### Problem requirements
Please reproduce each of the following entries exactly.

■ ■ ■ ■ ■

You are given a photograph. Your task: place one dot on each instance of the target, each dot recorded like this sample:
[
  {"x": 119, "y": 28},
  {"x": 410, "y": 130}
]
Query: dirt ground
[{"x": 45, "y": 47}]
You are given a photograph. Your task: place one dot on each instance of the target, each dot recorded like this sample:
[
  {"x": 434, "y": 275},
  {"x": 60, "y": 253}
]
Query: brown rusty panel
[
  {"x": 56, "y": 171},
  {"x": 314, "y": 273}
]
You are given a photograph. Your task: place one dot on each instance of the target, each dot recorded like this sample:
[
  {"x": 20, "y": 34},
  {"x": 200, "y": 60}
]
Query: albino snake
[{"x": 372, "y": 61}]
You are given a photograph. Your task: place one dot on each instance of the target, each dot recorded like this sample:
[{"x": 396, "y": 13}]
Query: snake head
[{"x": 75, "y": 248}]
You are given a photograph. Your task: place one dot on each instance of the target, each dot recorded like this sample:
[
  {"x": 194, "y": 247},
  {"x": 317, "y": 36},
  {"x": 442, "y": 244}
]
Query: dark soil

■ ■ ■ ■ ■

### Task response
You are given a photograph. Your task: place one dot on each instance of the target, each dot recorded like this sample:
[
  {"x": 119, "y": 28},
  {"x": 410, "y": 130}
]
Query: dirt ground
[{"x": 45, "y": 47}]
You are given a photograph. Your task: place one dot on each instance of the target, each dot recorded like this sample:
[
  {"x": 434, "y": 275},
  {"x": 60, "y": 253}
]
Query: brown rusty panel
[
  {"x": 56, "y": 171},
  {"x": 314, "y": 273}
]
You are given a photograph. Your task: place one dot on each instance of the target, each dot recorded like this sample:
[
  {"x": 20, "y": 34},
  {"x": 200, "y": 60}
]
Query: albino snake
[{"x": 372, "y": 61}]
You are given a photograph. Your task: place one dot on each instance of the target, each dot recorded like this sample:
[{"x": 396, "y": 13}]
Query: snake head
[{"x": 75, "y": 248}]
You are given a photograph. Your task: place one dot on each instance of the target, each dot recorded like this sample:
[
  {"x": 194, "y": 247},
  {"x": 317, "y": 36},
  {"x": 442, "y": 244}
]
Query: dark soil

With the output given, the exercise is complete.